**Requirement:** Continue the passage on the Atlantic partnership after the Cold War, starting right after its final sentence.

**Document:**
----

Ronald Asmus's examination of the new partnership after the end of the Cold War involves enlarging the EU and NATO eastward. The second enlargement means broadening the horizon beyond the European continent where the United States and Europe share vital interests. NATO should expand its responsibility from that of defending Western Europe to that of managing security in Europe as a whole, as when Alliance troops were used to implement a Balkan peace plan and prevent instability from spreading in Europe. Asmus argues that if one wants to have a strategy for fighting wars together, one should first develop a common strategy for preventing them. This underscores the need for a coordinated and political and economic strategy.
Gregory Treverton outlines an economic agenda for the new era. He puts forward ideas for a more ambitious Atlantic partnership in trade and other economic policies and examines how growing European interests in world trade might bring advantages to both parties as they exert global economic partnership. New military structures in NATO are advocated by James Thomson, who proposes a new NATO major command to deal with contingencies outside the NATO area, most importantly in the Persian Gulf. He acknowledges that there are serious problems on both sides and recalls that the Bosnian peace deployment debate was a close call. John van Oudenaren shows guarded optimism about the multiplicity of partnerships that span the Atlantic. The United States has every reason to encourage initiatives by the EU, but the fact that the US is still needed in Europe to contribute to European security introduces a major asymmetry in the American-European relationship. It means they can never be truly equal partners outside Europe.
According to David Gompert, the strength of the integrated world economy is to the new era what the containment of the Soviet Union was to the old. The more integrated the core of the world economy, West Europe East Asia and North America, the more indivisible is its security. In varying shades, the threat comes from Iran, Iraq, Libya, Syria and North Korea. On most matters of global significance, the United States seeks the support of its European partners in the United Nations, G7 and NATO. But it will take US initiatives to persuade Europeans that the Atlantic relationship needs a new purpose, a broader scope and reformed institutions.

----

**Source material:**
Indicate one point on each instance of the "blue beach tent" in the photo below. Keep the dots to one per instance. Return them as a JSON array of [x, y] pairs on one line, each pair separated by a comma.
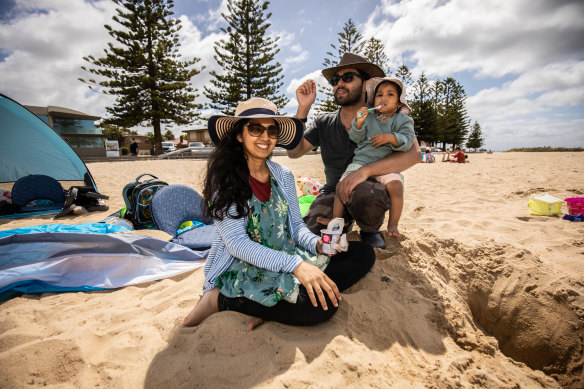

----

**Exercise result:**
Stephen Larrabee describes the security challenges on Europe's eastern periphery where the main challenge in Russia is helping to stabilize the reform process and integrate Russia into the broader European structures. Restructuring NATO to focus more on crisis management (Article 4) rather than territorial defence (Article 5) would help to build a more cooperative relationship with Russia. In view of Russia's hard line on NATO expansion, Finland, Sweden and Denmark, not the United States, should take the lead in campaigning for the Baltic states to join the European Union, not NATO. Security cooperation with Ukraine would be part of the Partnership for Peace programme, This would be an indirect means of drawing Ukraine closer to NATO. Polish-Ukrainian defence cooperation could also become a useful way for NATO to enhance its ties to the Ukraine 'through the back door'. Finally, the United States and Europe need to develop a common strategy for dealing with the two issues left out of the Dayton agreement: Macedonia and Kosovo. Challenges in the Greater Middle East is the subject of Zalmay Khalizad's essay. The United States, Europe and Japan need the free flow of oil from the Middle East at reasonable prices. Regional instability in the Middle East poses the first threat to an American-European partnership. The second threat is terrorism and the spread of weapons of mass destruction. Despite their common interests, there is no US-European common strategy, especially with regard to Iran.
This collection of American viewpoints calls for a European comment which is well provided by John Roper. He agrees that less attention is given in Europe than in the United States to the risks of proliferation of nuclear weapons. There have been differences in perception and approach in dealing with hard-core outlaw states, and Roper concedes that Americans are generally correct in criticizing European strategic myopia. Europeans will need a 'leap of imagination' to accept a full partnership role with the common European voice in world trade negotiations, but progress has been much slower in the politico-military field. The global partnership has to be to the mutual benefit of the United States and Europe. Greater European coherence can only make a working partnership easier to achieve.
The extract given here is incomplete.